>> START

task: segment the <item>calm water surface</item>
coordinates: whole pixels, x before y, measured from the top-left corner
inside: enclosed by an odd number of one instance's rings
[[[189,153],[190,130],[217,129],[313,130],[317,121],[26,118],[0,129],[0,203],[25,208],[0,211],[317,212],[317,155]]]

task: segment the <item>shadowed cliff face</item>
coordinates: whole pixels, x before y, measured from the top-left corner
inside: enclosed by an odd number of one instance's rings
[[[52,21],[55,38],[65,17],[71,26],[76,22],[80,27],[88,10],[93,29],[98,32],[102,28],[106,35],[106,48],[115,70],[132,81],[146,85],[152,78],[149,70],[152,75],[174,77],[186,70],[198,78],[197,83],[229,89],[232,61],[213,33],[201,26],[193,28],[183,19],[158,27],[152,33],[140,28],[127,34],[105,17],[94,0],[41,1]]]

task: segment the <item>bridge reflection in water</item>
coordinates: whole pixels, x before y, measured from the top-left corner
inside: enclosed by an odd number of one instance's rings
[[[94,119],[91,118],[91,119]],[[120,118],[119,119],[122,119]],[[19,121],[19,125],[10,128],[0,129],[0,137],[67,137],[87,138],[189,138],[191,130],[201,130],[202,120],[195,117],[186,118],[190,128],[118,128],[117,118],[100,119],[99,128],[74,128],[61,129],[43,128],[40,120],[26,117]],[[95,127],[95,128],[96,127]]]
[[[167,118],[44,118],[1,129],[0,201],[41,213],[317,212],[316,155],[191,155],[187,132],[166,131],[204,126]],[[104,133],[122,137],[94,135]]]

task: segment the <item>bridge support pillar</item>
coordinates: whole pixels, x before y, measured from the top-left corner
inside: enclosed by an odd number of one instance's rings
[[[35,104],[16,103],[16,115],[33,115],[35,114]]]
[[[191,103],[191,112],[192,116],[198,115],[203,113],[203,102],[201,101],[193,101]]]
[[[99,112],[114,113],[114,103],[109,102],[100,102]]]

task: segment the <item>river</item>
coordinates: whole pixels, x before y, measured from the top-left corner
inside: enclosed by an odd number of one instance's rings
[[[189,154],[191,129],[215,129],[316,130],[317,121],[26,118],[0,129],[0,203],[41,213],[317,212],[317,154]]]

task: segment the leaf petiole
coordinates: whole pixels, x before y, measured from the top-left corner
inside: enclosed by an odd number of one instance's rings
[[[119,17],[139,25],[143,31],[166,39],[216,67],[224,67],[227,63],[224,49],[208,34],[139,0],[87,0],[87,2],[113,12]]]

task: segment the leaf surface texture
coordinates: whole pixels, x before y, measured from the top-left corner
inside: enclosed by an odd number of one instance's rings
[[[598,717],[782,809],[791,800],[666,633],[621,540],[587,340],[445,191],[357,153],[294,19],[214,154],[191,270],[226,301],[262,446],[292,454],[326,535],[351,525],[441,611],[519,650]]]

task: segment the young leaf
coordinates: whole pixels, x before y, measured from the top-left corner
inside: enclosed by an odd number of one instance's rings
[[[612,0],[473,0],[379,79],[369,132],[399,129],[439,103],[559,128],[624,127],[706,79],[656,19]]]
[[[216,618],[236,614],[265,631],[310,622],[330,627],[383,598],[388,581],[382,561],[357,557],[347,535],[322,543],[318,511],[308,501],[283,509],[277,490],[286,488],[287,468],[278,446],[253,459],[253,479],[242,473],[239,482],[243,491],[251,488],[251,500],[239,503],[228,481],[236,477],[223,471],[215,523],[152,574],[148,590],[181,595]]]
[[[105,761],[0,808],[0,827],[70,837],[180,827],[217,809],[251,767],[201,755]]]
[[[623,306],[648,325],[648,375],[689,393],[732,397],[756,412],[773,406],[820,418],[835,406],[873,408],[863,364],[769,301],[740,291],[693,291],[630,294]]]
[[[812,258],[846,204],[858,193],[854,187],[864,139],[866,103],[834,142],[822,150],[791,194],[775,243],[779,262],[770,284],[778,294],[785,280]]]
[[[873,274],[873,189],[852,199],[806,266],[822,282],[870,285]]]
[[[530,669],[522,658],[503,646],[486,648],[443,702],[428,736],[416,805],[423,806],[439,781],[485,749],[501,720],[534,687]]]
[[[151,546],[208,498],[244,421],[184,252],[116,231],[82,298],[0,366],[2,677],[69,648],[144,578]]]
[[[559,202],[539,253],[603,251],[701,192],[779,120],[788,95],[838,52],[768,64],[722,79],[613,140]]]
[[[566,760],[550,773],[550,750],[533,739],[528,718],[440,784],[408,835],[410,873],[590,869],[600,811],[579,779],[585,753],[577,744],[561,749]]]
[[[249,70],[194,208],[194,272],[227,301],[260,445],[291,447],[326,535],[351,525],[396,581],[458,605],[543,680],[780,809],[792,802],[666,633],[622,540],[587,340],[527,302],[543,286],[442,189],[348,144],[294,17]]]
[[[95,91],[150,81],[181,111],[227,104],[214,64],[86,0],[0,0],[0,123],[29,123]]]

>> END

§ **What the task asks**: Rewrite the data above, changing every "top-left corner" to "upper-left corner" and leaving everything else unchanged.

§ **Full output**:
task: segment the <item>calm water surface</item>
coordinates: whole pixels, x before y, measured from the upper-left corner
inside: enclosed by an odd number of one instance's rings
[[[189,153],[190,130],[217,129],[313,130],[317,121],[26,118],[0,129],[0,203],[25,208],[0,211],[317,212],[317,155]]]

task: segment the <item>shadowed cliff face</item>
coordinates: whole pixels, x before y, measured from the upper-left corner
inside: enclosed by an odd number of one instance's rings
[[[52,21],[55,38],[65,17],[71,26],[76,22],[80,27],[88,10],[93,29],[98,32],[102,28],[106,35],[106,48],[115,70],[132,81],[146,85],[152,78],[149,70],[152,75],[174,77],[186,70],[198,78],[197,83],[229,89],[232,61],[213,33],[201,26],[193,28],[183,19],[158,27],[152,33],[140,28],[127,34],[105,17],[94,0],[41,1]]]

task: segment the <item>bridge reflection in water</item>
coordinates: whole pixels, x before y, measured from the upper-left corner
inside: enclosed by an odd number of one instance's rings
[[[94,119],[91,118],[91,119]],[[120,118],[119,119],[122,119]],[[19,121],[19,125],[10,128],[0,129],[0,137],[67,137],[87,138],[189,138],[191,130],[201,130],[202,120],[195,117],[186,118],[190,128],[118,128],[117,118],[100,119],[99,128],[74,128],[61,129],[43,128],[40,120],[26,117]],[[95,127],[95,128],[96,127]]]
[[[167,118],[44,118],[1,129],[0,201],[41,213],[317,212],[316,155],[191,155],[187,132],[166,131],[204,126]],[[104,133],[122,137],[94,135]]]

task: segment the <item>bridge support pillar</item>
coordinates: whole pixels, x before y, measured from the upper-left corner
inside: enclosed by an odd number of one instance's rings
[[[35,104],[16,103],[16,115],[33,115],[35,114]]]
[[[191,103],[191,112],[192,116],[198,115],[203,113],[203,102],[201,101],[193,101]]]
[[[99,112],[114,113],[114,103],[109,102],[100,102]]]

task: segment the <item>river</item>
coordinates: whole pixels, x before y, measured from the upper-left corner
inside: enclosed by an odd number of one instance's rings
[[[189,154],[191,129],[215,129],[316,130],[317,121],[26,118],[0,129],[0,203],[41,213],[317,212],[317,154]]]

task: segment the leaf petiole
coordinates: whole pixels, x before y, measured from the upper-left corner
inside: enclosed by an odd number of one instance's rings
[[[119,17],[139,25],[143,31],[166,39],[216,67],[224,67],[227,63],[224,49],[208,34],[139,0],[87,0],[87,2],[113,12]]]

task: segment the leaf surface texture
coordinates: whole pixels, x before y, measured from the upper-left corner
inside: enclosed by an odd number of one instance's rings
[[[598,717],[782,809],[791,800],[666,633],[621,540],[587,340],[445,191],[357,153],[294,19],[214,154],[191,270],[226,301],[262,446],[292,454],[326,535],[351,525],[441,611],[519,650]]]

task: segment the young leaf
coordinates: whole pixels, x before y, measured from the upper-left corner
inside: enclosed by an odd number of one instance's rings
[[[612,0],[473,0],[379,79],[369,132],[399,129],[439,103],[559,128],[624,127],[706,79],[656,19]]]
[[[216,618],[236,614],[265,631],[310,622],[330,627],[383,598],[388,581],[382,561],[357,557],[347,535],[322,543],[318,511],[308,501],[283,509],[277,490],[286,488],[287,468],[278,446],[253,459],[253,479],[242,473],[239,482],[243,491],[251,488],[251,500],[239,503],[228,481],[236,477],[223,471],[215,523],[152,574],[148,590],[181,595]]]
[[[105,761],[0,808],[0,827],[70,837],[180,827],[217,809],[251,767],[201,755]]]
[[[623,306],[648,325],[648,375],[689,393],[732,397],[756,412],[773,406],[820,418],[835,406],[873,408],[863,364],[769,301],[740,291],[693,291],[630,294]]]
[[[812,258],[846,204],[858,193],[854,187],[864,139],[866,103],[834,142],[822,150],[791,194],[775,243],[779,262],[770,284],[778,294],[785,280]]]
[[[873,274],[873,189],[852,199],[806,266],[822,282],[870,285]]]
[[[530,669],[522,658],[503,646],[486,648],[443,702],[428,736],[416,805],[423,806],[439,781],[485,749],[501,720],[534,687]]]
[[[151,546],[208,498],[244,421],[184,252],[116,231],[82,298],[0,366],[2,677],[69,648],[144,578]]]
[[[559,202],[539,253],[603,251],[701,192],[779,120],[788,95],[838,52],[768,64],[722,79],[613,140]]]
[[[566,760],[550,773],[550,750],[533,739],[528,718],[440,784],[408,835],[410,873],[590,869],[600,811],[579,779],[585,753],[577,744],[561,749]]]
[[[249,70],[194,208],[194,272],[227,301],[260,445],[291,447],[326,535],[351,525],[396,581],[458,605],[543,680],[780,809],[792,802],[666,633],[622,540],[587,340],[527,302],[543,286],[442,189],[348,144],[294,17]]]
[[[95,91],[150,81],[181,111],[227,104],[214,64],[86,0],[0,0],[0,123],[29,123]]]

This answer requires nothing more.